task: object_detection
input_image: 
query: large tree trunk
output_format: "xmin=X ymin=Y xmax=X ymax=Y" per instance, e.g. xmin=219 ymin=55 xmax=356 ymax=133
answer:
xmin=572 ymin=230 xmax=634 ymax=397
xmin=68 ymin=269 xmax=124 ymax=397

* * *

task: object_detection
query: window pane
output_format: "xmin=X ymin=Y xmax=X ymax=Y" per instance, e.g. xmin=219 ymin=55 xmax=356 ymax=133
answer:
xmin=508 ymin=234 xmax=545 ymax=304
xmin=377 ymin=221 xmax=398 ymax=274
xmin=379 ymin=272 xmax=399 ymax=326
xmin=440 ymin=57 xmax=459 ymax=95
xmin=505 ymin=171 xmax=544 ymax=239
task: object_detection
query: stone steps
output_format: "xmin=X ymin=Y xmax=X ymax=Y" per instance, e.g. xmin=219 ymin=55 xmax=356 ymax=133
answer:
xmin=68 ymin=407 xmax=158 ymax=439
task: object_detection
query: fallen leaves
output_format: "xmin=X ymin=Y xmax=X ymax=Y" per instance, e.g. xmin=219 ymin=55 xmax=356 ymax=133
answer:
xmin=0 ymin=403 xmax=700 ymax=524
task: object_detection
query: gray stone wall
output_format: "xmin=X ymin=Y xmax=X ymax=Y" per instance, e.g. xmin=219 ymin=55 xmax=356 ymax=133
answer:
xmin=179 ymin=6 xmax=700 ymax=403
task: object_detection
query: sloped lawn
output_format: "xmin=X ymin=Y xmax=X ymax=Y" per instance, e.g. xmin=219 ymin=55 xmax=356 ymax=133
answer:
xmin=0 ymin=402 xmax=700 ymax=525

— Instructions for the task —
Copy out each line of the records that contains the word "stone".

— Task result —
query: stone steps
query: gray stone wall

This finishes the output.